** Instructions to follow **
Can you repeat the entries below word for word, from their first line through the line containing "3. Where is the clear"?

- - - -

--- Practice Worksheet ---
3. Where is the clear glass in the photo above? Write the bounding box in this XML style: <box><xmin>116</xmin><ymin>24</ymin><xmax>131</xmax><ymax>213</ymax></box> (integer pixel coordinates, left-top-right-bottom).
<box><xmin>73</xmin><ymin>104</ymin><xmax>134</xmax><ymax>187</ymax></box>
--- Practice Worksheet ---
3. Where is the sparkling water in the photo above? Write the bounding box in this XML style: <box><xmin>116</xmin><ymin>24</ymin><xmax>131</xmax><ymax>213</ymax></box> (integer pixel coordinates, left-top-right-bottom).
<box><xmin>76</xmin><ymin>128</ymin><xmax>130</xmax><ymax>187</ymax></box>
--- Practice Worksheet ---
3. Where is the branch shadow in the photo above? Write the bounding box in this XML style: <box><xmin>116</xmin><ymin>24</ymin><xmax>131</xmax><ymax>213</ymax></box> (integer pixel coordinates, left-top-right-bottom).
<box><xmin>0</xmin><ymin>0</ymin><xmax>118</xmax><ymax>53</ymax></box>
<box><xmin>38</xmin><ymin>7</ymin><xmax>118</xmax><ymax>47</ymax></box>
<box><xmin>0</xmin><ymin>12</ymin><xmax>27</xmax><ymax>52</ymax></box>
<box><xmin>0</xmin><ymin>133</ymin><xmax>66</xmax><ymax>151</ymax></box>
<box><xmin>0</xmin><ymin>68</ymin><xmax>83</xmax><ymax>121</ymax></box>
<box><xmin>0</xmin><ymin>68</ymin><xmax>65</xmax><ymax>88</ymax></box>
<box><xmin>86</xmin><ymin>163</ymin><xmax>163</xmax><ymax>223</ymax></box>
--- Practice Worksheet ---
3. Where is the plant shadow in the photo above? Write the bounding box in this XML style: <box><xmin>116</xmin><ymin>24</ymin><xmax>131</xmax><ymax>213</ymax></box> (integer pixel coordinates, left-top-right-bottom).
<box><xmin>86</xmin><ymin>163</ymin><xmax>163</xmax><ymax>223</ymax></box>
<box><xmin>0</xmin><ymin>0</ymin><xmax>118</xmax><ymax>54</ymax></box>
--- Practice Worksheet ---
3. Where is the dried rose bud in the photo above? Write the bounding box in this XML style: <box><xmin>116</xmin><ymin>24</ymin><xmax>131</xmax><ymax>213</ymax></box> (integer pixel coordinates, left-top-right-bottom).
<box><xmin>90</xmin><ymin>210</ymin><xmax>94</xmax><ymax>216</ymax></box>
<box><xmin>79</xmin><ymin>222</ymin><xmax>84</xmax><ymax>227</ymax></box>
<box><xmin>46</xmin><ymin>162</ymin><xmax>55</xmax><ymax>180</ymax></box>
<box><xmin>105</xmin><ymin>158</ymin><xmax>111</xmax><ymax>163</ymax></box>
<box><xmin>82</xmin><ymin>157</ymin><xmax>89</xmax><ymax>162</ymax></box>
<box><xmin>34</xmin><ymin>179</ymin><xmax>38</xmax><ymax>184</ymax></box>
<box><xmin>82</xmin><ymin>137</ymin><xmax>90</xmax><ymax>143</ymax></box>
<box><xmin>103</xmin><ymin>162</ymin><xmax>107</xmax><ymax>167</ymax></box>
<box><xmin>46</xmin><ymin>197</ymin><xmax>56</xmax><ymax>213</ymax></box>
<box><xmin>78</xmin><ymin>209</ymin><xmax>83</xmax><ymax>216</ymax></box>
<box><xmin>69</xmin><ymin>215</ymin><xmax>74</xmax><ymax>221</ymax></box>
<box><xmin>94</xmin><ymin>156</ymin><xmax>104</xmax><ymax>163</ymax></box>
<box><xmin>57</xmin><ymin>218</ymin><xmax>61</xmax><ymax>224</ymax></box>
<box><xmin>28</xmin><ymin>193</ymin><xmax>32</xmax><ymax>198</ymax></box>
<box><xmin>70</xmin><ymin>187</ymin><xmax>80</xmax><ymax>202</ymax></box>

- - - -

** Solution **
--- Practice Worksheet ---
3. Where is the clear glass in the photo above? Write the bounding box in this XML style: <box><xmin>116</xmin><ymin>24</ymin><xmax>131</xmax><ymax>213</ymax></box> (integer pixel coordinates, left-top-right-bottom).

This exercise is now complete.